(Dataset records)
···

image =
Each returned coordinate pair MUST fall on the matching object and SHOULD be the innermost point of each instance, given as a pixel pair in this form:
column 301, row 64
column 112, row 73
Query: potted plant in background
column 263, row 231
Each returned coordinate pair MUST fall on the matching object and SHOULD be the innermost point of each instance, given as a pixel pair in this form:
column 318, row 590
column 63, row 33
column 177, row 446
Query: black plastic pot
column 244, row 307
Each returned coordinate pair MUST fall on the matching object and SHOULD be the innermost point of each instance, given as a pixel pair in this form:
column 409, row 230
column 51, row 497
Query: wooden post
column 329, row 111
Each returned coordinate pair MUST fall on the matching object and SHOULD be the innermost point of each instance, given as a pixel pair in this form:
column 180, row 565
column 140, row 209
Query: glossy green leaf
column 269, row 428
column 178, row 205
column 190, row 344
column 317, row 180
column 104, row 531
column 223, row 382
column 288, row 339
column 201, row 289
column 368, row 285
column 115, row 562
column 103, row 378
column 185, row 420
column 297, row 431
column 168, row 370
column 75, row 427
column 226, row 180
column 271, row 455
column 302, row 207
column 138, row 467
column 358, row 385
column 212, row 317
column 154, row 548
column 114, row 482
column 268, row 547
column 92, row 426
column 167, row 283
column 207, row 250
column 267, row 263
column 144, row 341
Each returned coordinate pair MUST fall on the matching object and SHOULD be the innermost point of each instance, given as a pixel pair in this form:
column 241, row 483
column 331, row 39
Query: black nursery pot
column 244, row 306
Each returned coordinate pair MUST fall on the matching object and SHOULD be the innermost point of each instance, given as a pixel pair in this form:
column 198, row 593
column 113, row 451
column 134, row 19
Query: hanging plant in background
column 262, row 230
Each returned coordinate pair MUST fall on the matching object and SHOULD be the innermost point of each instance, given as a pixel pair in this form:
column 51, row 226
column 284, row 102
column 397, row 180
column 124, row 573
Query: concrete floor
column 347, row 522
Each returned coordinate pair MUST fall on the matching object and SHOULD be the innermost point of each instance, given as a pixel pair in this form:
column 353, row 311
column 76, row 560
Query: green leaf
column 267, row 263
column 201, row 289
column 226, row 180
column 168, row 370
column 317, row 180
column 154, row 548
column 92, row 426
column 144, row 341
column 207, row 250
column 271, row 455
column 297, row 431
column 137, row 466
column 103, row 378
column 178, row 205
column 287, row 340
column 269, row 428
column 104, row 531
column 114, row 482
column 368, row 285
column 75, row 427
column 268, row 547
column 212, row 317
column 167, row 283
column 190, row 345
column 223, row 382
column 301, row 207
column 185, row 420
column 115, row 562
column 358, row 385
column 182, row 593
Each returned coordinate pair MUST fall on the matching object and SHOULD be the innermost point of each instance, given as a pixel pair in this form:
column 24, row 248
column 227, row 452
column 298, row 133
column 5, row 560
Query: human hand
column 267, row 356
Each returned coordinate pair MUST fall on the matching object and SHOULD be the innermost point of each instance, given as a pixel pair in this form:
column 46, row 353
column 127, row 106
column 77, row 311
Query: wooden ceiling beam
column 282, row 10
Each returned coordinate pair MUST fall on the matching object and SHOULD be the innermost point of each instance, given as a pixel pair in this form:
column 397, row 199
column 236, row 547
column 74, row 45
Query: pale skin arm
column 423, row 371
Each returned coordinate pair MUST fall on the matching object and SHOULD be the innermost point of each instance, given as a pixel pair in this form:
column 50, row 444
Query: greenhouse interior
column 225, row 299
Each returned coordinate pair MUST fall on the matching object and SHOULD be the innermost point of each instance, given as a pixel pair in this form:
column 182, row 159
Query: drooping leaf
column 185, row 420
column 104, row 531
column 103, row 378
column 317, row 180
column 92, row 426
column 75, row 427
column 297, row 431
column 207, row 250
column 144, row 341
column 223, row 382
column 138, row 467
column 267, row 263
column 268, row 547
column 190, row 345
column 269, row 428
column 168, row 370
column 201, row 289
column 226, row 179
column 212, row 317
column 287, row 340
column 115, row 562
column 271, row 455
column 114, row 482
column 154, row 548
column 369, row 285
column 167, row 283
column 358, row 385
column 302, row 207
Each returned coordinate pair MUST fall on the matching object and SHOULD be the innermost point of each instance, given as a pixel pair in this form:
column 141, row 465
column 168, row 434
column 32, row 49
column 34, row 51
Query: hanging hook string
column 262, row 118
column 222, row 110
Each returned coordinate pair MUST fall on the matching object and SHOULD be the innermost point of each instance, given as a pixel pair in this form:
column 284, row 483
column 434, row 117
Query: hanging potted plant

···

=== Task requirements ===
The records must be given again in full, exactly as they were written.

=== Response to this task ===
image =
Each returned coordinate pair MUST fall on the matching object and SHOULD be the innermost point of each instance, given as a pixel pair in this form:
column 301, row 64
column 112, row 73
Query: potted plant in background
column 263, row 231
Each returned coordinate pair MUST fall on the matching object and SHOULD be the innermost point of each instance, given as a pixel pair in this form:
column 318, row 590
column 63, row 33
column 177, row 446
Query: black plastic pot
column 244, row 307
Each returned coordinate pair MUST fall on the matching object and SHOULD be the innermost point of each instance, given as a pixel pair in this form:
column 409, row 230
column 51, row 497
Query: wooden post
column 329, row 111
Each returned coordinate pair MUST fall on the matching object and SHOULD be the innermost point of each instance, given as a pixel pair in this form:
column 180, row 565
column 140, row 209
Query: glossy green leaf
column 269, row 428
column 178, row 205
column 190, row 344
column 317, row 180
column 104, row 531
column 223, row 382
column 288, row 339
column 201, row 289
column 368, row 285
column 115, row 562
column 103, row 378
column 185, row 420
column 297, row 431
column 168, row 370
column 75, row 427
column 226, row 180
column 271, row 455
column 302, row 207
column 138, row 467
column 358, row 385
column 212, row 317
column 154, row 548
column 114, row 482
column 268, row 547
column 92, row 426
column 167, row 283
column 207, row 250
column 267, row 263
column 144, row 341
Each returned coordinate pair MUST fall on the matching object and SHOULD be the innermost point of each instance, given as a pixel pair in this form:
column 241, row 483
column 331, row 39
Query: black nursery pot
column 244, row 306
Each returned coordinate pair MUST fall on the matching object and SHOULD be the innermost point of each instance, given as a pixel pair in this form:
column 198, row 593
column 113, row 451
column 134, row 19
Query: hanging plant in background
column 262, row 230
Each returned coordinate pair MUST fall on the matching object and SHOULD be the innermost point of each instance, given as a pixel pair in this form:
column 51, row 226
column 284, row 102
column 397, row 180
column 124, row 573
Query: concrete floor
column 347, row 522
Each returned coordinate pair MUST fall on the matching object and SHOULD be the innermost point of each instance, given as a pixel pair in this form:
column 353, row 311
column 76, row 560
Query: green leaf
column 267, row 263
column 201, row 289
column 226, row 180
column 168, row 370
column 317, row 180
column 154, row 548
column 92, row 426
column 144, row 341
column 207, row 250
column 271, row 455
column 297, row 431
column 137, row 466
column 103, row 378
column 178, row 205
column 287, row 340
column 269, row 428
column 104, row 531
column 114, row 482
column 368, row 285
column 75, row 427
column 268, row 547
column 212, row 317
column 167, row 283
column 190, row 345
column 223, row 382
column 301, row 207
column 185, row 420
column 115, row 562
column 358, row 385
column 182, row 593
Each returned coordinate pair MUST fall on the matching object and SHOULD be the innermost point of each instance, given as a pixel pair in this form:
column 24, row 248
column 227, row 452
column 298, row 133
column 5, row 560
Query: human hand
column 267, row 356
Each returned coordinate pair MUST fall on the matching object and SHOULD be the innermost point of each instance, given as a pixel pair in this form:
column 46, row 353
column 127, row 106
column 77, row 311
Query: wooden ceiling beam
column 282, row 10
Each returned coordinate pair MUST fall on the matching object and SHOULD be the innermost point of each instance, given as a pixel pair in this form:
column 397, row 199
column 236, row 547
column 74, row 45
Query: pale skin arm
column 423, row 371
Each returned coordinate pair MUST fall on the matching object and SHOULD be the innermost point of each instance, given as a pixel pair in this form:
column 50, row 444
Query: greenhouse interior
column 225, row 299
Each returned coordinate pair MUST fall on the matching object and SHOULD be the innermost point of each instance, given as a pixel pair in this form:
column 182, row 159
Query: drooping leaf
column 185, row 420
column 104, row 531
column 103, row 378
column 317, row 180
column 92, row 426
column 75, row 427
column 297, row 431
column 207, row 250
column 144, row 341
column 223, row 382
column 138, row 467
column 267, row 263
column 268, row 547
column 190, row 345
column 269, row 428
column 168, row 370
column 201, row 289
column 226, row 179
column 212, row 317
column 287, row 340
column 115, row 562
column 271, row 455
column 114, row 482
column 154, row 548
column 369, row 285
column 167, row 283
column 358, row 385
column 302, row 207
Each returned coordinate pair MUST fall on the matching object and SHOULD be the innermost point of each instance, given as a pixel pair in this form:
column 141, row 465
column 168, row 434
column 32, row 49
column 34, row 51
Query: hanging hook string
column 262, row 118
column 222, row 110
Each returned coordinate pair MUST fall on the matching object and SHOULD be the innermost point of each instance, given as a pixel pair in this form:
column 284, row 483
column 434, row 117
Query: hanging potted plant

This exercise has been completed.